- _Stored records_
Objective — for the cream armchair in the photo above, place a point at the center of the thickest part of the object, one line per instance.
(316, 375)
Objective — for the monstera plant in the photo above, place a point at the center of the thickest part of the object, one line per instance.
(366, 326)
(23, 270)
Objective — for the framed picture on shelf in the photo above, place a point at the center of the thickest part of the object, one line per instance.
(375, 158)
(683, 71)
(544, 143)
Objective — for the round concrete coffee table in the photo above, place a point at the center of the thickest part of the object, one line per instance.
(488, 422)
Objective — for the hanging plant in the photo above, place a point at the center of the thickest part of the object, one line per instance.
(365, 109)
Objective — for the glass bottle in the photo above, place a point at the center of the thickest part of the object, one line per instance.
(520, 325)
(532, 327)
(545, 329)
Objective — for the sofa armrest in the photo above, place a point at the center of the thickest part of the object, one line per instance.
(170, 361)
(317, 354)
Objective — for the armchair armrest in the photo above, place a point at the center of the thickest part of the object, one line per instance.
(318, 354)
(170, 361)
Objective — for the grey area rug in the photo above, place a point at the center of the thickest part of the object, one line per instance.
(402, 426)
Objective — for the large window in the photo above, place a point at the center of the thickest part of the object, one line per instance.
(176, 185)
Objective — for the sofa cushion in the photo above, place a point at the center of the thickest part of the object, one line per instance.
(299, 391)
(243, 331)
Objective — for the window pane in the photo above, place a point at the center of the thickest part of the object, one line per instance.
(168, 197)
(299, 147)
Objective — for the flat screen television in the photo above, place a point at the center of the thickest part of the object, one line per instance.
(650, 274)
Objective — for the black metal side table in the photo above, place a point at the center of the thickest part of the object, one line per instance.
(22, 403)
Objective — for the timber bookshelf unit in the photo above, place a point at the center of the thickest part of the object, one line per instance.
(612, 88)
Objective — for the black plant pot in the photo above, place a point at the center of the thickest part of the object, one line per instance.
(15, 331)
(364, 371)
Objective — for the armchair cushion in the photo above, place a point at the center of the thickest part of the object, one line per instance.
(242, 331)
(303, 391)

- _Work order_
Starting with the line that contains "Objective — for the window", print every line through the end of the entries above exactly as written, both boundary lines included, and nothing else.

- _Solution for this task_
Objective — for the window pane in the photo above, place a point at the center of the thickest part of the object, one line per instance.
(168, 197)
(299, 147)
Objective — for the flat screen television in the photo above, place a point at the center of the thickest part of the object, one line per instance.
(650, 274)
Objective — for the black metal side table in the photo above, place a point at the center of the thickest part of the object, one line per instance.
(22, 403)
Objective — for the timber bookshelf unit in the photo above, place a point at the center of the thickest part of the object, one line per instance.
(612, 88)
Objective — for the black plant pot in the photo above, place a point at the center of the thickest part of the object, one line per instance.
(15, 331)
(364, 371)
Objective — for the armchair cushion in the photo above, place a point at the center of the thickest part of the object, one line per instance.
(242, 331)
(303, 391)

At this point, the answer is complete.